* [What to do]: From the line containing "the blurred orange" through the last line of the entries below, repeat each line word for word and leave out the rest.

== == ==

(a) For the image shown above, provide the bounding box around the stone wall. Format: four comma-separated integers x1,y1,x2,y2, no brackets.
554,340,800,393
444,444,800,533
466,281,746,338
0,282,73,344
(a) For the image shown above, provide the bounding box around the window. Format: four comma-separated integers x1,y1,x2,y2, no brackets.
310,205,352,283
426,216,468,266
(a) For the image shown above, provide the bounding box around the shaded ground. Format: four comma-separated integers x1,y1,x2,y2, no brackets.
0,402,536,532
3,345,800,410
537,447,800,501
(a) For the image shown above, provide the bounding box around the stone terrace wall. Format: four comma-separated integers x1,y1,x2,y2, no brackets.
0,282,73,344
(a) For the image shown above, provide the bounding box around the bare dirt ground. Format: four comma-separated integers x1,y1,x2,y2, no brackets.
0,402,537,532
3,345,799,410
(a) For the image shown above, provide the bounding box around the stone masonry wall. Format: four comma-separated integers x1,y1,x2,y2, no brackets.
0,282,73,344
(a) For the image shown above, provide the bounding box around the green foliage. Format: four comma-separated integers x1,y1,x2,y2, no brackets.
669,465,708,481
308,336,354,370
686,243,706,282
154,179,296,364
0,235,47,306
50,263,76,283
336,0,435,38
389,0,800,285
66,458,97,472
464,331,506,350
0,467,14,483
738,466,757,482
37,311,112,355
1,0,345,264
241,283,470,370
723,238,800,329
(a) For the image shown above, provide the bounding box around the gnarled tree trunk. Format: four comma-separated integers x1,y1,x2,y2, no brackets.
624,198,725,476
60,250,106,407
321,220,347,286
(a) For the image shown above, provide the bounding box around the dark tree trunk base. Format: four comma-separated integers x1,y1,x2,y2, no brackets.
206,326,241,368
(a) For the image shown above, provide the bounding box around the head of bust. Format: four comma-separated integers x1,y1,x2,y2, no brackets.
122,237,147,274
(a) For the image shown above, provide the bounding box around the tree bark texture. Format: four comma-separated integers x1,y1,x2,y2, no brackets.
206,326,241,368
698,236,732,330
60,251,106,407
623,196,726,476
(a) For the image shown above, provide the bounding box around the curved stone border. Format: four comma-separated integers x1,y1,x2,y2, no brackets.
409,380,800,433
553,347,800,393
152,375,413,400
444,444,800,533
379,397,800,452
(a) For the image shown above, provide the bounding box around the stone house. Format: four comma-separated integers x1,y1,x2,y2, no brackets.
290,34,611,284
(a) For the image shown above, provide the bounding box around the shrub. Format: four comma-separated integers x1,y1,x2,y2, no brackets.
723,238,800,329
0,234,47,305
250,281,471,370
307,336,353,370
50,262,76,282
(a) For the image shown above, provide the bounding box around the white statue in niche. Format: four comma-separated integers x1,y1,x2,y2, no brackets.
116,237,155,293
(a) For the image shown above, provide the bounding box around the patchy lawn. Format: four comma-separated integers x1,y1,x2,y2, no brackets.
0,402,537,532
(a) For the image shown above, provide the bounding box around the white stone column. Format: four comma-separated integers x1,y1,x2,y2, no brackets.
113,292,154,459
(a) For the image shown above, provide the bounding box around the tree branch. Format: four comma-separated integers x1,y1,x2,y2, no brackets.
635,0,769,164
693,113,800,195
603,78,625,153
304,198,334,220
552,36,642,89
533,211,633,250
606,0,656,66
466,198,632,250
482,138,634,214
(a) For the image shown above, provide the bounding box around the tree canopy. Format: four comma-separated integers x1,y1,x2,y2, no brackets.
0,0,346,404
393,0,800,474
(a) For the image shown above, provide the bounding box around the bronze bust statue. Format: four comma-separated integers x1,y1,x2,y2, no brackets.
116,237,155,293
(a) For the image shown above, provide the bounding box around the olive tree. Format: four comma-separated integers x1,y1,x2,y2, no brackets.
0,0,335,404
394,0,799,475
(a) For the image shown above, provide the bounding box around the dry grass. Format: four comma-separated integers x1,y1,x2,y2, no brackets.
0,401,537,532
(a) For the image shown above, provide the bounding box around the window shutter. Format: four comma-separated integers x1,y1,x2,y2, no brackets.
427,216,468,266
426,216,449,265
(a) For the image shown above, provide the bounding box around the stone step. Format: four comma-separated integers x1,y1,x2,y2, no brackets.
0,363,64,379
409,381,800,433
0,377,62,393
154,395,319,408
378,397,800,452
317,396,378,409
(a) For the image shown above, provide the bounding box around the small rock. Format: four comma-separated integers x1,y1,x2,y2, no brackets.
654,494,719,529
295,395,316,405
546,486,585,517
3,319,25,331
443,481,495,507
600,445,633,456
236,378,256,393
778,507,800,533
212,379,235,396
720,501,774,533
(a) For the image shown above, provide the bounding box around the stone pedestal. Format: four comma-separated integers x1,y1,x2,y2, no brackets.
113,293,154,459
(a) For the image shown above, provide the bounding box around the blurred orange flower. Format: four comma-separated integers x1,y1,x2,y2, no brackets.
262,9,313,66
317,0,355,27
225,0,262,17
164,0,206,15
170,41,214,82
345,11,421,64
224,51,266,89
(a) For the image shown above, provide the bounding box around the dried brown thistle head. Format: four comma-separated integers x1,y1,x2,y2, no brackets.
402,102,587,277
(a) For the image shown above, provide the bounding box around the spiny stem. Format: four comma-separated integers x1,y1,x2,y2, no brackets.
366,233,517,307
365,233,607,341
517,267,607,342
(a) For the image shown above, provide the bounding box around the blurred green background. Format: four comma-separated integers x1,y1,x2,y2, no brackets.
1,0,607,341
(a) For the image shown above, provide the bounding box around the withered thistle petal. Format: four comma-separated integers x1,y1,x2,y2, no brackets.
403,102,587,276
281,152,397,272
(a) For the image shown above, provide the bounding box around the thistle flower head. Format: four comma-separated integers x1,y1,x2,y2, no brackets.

== == ==

* [Answer section]:
(a) For the image shown above, provide the bounding box around the blurred orange flower. Format: four comma-separated integers x1,y1,x2,y2, no brackets.
262,9,313,66
317,0,355,27
225,0,262,17
164,0,206,15
170,41,214,82
345,11,421,64
224,51,266,89
(a) For the image shown above, provide the bounding box around the dried brown thistle head. Format: four comma-separated integers x1,y1,x2,y2, no brackets.
402,102,587,277
(a) For the image shown above, provide the bounding box around the spiny stem. Format: four comma-separated integers x1,y1,x2,y2, no brackets.
366,233,517,307
365,233,607,341
517,267,607,342
(a) For the image shown above, provide the bounding box around the blurred green background. Format: four comma-separated integers x1,y1,x2,y2, no brackets.
1,0,607,341
(a) For the image shown above, provide the bounding box around the withered thistle petal. Format: four comma-separated integers x1,y1,x2,y2, no brackets.
403,102,587,276
281,152,397,272
(a) For the image shown above, provide the bounding box around the thistle flower head. Format: four comma-separated integers x1,y1,x2,y2, no brackets.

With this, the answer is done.